[本文抜粋]
最近の日本のマスコミでは、円安こそ日本の貧困化の象徴であり、物価高に苦しむ庶民の諸悪の権限である、という「円安=悪」論が流行している。

これは、部分的には正しい。

たしかに、欧米でちょっとランチしたら5000円だった、オーストラリアでバイトしたらびっくりするぐらい稼げるので、ワーキングホリデーが流行っている、などという報道を良く目にする。

円安とは、ざっくりといえば円の価値が下がっているということなので、外国のものを購入するときに不利になる。その結果、外国に行けば「食事は高い」し、輸入品の値段も高騰し、結果的に日本国内の物価を押し上げる要因となる。

けれども、外国の物価がべらぼうに高い、輸入品の値段が高騰している、という現象は、円安だけが原因というわけでない。

円安がもたらされた時間の流れを追ってみる

せっかくなので歴史をかなり遡ってみると、民主党政権末期、安倍政権誕生前夜の2012年11月ごろは1ドル=80円前後であった。

アベノミクス爆誕により、異次元金融緩和がはじまって2015年6月ごろには1ドル=120円前後となった。その後はゆるやかに円高方向となり、105円~115円レンジで推移、2021年1月には1ドル=103円前後となる。

円ドル為替レートの大まかな推移

そのあたりでトレンドは転換して円安方向へ、ウクライナ戦争がはじまった2022年2月ごろから急激な円安がすすみ、115円前後→現在150円程度、となっている。

つまり、歴史を振り返ると、アベノミクスによる異次元金融緩和(超低金利政策)による適正レンジは、1ドル110~120円程度と思われる。その後の急激な円安は、アベノミクス以外の要因によって起きている

その理由を紐解いてみよう。

第一に、2020年2月ごろからの新型コロナウイルスの流行である。新型コロナウイルス流行により、欧米では厳格なロックダウン政策がとられ、経済活動は大幅に縮小した。同時に、国民には給付金がバラまかれ、国民の間に流通するお金が増えた。つまり、経済(供給)縮小過程で国民のキャッシュが増えた。その後、供給の復活が追い付かぬ経済活動急回復が起こり、これは、欧米にインフレを起こす大きな原動力となった。

第二に、2022年2月からのロシアによるウクライナ侵攻である。世界有数の食糧及びエネルギー供給国であるロシアが西側経済から排除されることで、あらゆるモノの価格が上昇した。第一の理由に追い打ちをかける、物価上昇要因となった。

そして第三に、第一・第二の理由により、インフレ(国内の急激に物価上昇)に苦しむこととなった欧米諸国では、インフレ退治のために急激な金利の引き上げを行った。

アメリカの金利はいまや4%を超え、5%に迫ろうとしている状況である。「いま、インフレ退治を行わないと、将来が大変だ」ということで、必死のようである。

金利が高いということは、その通貨で貯金しておいた方が良いということでもあるので、「金利が安い日本円を売って、どんどんドルで預金しようぜ・・・!」という流れができたことが、今回の円安の本質である。

[課題]
円安についての文章のうち「その理由を紐解いてみよう。」で始まり「うことで、必死のようである。」で終わる部分を、「給付金」を「補助金」に置き換えて書き直しなさい。

[データ抜粋]
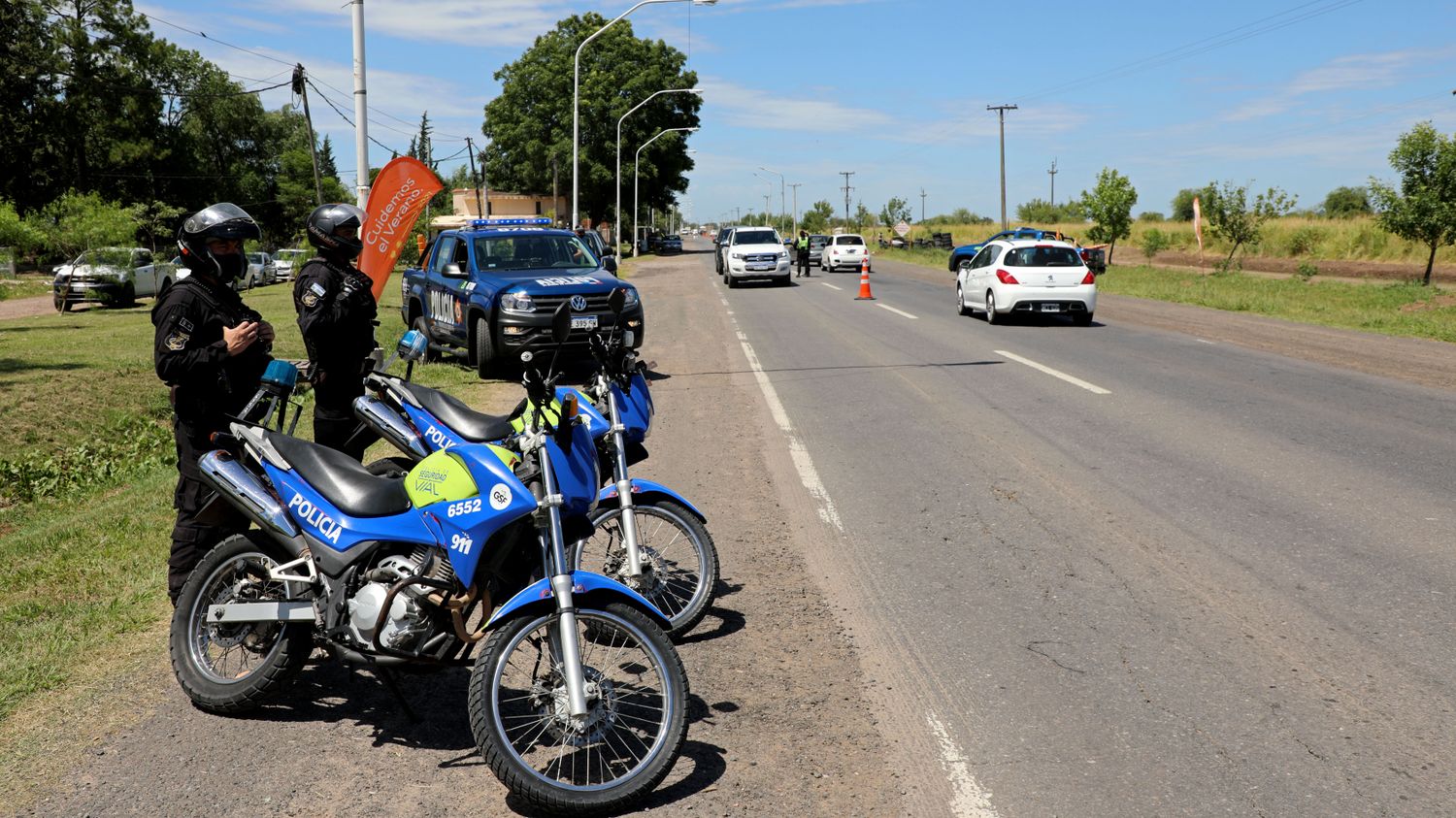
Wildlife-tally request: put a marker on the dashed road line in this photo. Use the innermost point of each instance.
(1091, 387)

[解答]
その理由を紐解いてみよう。

第一に、2020年2月ごろからの新型コロナウイルスの流行である。新型コロナウイルス流行により、欧米では厳格なロックダウン政策がとられ、経済活動は大幅に縮小した。同時に、国民には補助金がバラまかれ、国民の間に流通するお金が増えた。つまり、経済(供給)縮小過程で国民のキャッシュが増えた。その後、供給の復活が追い付かぬ経済活動急回復が起こり、これは、欧米にインフレを起こす大きな原動力となった。

第二に、2022年2月からのロシアによるウクライナ侵攻である。世界有数の食糧及びエネルギー供給国であるロシアが西側経済から排除されることで、あらゆるモノの価格が上昇した。第一の理由に追い打ちをかける、物価上昇要因となった。

そして第三に、第一・第二の理由により、インフレ(国内の急激に物価上昇)に苦しむこととなった欧米諸国では、インフレ退治のために急激な金利の引き上げを行った。

アメリカの金利はいまや4%を超え、5%に迫ろうとしている状況である。「いま、インフレ退治を行わないと、将来が大変だ」ということで、必死のようである。